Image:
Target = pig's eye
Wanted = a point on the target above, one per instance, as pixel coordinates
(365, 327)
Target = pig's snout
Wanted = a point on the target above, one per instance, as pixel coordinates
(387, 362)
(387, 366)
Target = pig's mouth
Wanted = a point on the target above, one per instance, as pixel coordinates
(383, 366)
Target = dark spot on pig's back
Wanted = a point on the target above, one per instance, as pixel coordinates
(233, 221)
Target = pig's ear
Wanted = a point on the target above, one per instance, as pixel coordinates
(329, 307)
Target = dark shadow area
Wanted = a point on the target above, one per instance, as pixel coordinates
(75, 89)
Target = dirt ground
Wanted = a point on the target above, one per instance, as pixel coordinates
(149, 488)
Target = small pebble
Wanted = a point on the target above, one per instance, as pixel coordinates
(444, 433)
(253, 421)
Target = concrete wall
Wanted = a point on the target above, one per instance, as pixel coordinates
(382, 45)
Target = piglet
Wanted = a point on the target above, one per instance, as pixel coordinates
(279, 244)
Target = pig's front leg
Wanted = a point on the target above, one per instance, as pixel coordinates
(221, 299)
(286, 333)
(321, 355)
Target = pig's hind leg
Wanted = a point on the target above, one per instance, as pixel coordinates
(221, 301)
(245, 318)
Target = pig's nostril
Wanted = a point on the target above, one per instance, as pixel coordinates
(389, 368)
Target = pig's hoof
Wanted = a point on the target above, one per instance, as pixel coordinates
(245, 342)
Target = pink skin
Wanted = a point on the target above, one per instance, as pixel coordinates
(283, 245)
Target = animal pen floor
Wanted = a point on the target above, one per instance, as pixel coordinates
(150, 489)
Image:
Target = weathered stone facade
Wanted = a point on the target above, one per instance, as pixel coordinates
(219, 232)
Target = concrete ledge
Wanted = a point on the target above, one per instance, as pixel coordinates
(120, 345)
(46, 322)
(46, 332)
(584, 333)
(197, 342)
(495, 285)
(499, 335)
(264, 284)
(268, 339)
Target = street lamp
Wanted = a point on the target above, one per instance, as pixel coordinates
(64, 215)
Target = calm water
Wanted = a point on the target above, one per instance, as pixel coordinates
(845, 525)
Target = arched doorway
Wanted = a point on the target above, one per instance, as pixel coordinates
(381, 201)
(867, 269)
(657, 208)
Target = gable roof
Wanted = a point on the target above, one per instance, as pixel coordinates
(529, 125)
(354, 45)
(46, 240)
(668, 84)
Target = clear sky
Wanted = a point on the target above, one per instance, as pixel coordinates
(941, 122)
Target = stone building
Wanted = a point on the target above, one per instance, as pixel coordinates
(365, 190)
──────
- **WORK ORDER**
The required answer is the run of lines above, starting at the line with "Target = dark spot on pig's back" and ending at the line with "Target = concrete wall", reproduced exactly with both ends.

- **RESPONSE TO THIS EXERCISE**
Target = dark spot on pig's back
Wanted = a point on the target above, one per instance, as pixel coordinates
(233, 221)
Target = pig's ear
Wanted = a point on the target above, one per instance, as pixel coordinates
(329, 307)
Target = dark shadow area
Wanted = a point on the target above, one per instance, as pixel coordinates
(75, 89)
Target = dirt ground
Wanted = a point on the target above, one per instance, as pixel coordinates
(149, 488)
Target = small pebble
Wanted = a point on the target above, one per instance, as pixel coordinates
(444, 433)
(253, 421)
Target = concrete wall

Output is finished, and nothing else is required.